Treat the line containing "of the yellow" as the first line and the final line of the material below as the last; reproduce that range exactly.

+++

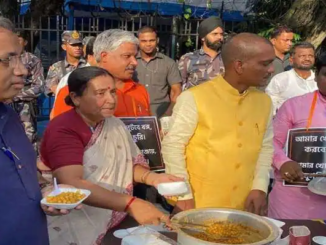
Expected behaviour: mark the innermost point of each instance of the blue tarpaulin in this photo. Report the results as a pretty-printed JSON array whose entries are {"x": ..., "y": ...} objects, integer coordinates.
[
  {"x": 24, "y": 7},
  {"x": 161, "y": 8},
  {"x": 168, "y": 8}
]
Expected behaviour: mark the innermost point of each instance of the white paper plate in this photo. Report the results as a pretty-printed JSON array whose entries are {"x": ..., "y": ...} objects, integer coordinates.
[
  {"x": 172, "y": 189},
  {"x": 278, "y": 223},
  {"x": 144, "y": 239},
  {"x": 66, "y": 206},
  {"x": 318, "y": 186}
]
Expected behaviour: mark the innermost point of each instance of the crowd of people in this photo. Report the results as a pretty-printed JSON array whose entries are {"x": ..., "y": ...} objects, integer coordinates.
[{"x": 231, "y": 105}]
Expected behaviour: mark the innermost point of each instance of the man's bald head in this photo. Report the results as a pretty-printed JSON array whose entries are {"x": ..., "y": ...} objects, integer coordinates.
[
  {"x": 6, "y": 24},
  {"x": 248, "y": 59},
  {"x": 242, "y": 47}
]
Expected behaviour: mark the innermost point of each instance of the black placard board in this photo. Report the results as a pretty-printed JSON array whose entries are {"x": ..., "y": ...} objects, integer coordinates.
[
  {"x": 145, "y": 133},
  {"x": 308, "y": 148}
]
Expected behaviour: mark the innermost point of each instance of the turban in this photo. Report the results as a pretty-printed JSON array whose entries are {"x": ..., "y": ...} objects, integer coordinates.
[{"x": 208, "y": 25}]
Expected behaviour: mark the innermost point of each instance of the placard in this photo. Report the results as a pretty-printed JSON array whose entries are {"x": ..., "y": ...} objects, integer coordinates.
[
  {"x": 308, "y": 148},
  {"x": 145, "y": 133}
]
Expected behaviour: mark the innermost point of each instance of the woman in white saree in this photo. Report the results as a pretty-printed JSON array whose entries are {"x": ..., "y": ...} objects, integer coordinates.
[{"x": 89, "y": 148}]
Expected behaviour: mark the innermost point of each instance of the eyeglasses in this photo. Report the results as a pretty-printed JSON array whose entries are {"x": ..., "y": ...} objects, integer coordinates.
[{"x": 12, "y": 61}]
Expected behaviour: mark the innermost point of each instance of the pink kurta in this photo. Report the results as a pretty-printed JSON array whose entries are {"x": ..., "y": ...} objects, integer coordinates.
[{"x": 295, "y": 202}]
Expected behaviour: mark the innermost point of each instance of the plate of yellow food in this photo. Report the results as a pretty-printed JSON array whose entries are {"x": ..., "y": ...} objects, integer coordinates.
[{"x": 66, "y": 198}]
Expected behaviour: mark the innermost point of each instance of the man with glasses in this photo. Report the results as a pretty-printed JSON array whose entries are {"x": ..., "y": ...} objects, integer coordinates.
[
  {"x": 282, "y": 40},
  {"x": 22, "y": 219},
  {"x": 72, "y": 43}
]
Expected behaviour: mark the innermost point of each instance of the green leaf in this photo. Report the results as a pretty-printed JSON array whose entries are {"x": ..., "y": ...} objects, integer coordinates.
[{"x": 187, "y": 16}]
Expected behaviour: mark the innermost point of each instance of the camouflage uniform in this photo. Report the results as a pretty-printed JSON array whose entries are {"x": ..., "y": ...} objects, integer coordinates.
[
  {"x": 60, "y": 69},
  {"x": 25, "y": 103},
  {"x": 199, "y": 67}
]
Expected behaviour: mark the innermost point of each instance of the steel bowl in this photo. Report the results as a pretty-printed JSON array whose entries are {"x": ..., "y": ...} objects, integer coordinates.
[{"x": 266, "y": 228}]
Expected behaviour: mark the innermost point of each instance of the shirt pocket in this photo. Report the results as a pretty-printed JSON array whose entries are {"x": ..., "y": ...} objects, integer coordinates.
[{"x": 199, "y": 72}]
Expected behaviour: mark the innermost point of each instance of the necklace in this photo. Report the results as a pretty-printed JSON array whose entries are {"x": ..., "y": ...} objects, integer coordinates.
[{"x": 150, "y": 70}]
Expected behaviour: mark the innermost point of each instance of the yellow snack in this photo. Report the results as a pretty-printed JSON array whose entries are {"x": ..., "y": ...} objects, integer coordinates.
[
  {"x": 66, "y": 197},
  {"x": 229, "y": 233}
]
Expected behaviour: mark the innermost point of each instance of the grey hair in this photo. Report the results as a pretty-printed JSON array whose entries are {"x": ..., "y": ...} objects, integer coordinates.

+++

## [Result below]
Expected behaviour: mark the innermost point of each instance of the yellow snack in this photo. Report the results as a pretty-printed JSON array whose entries are {"x": ..., "y": ...} objects, integer coordinates.
[
  {"x": 66, "y": 197},
  {"x": 229, "y": 233}
]
Expected behaviour: mark the innermost point of each instance of the grey hair in this photo. Report the results as a pretty-printed JSON array whose entries are {"x": ..., "y": ...} objects, integer coordinates.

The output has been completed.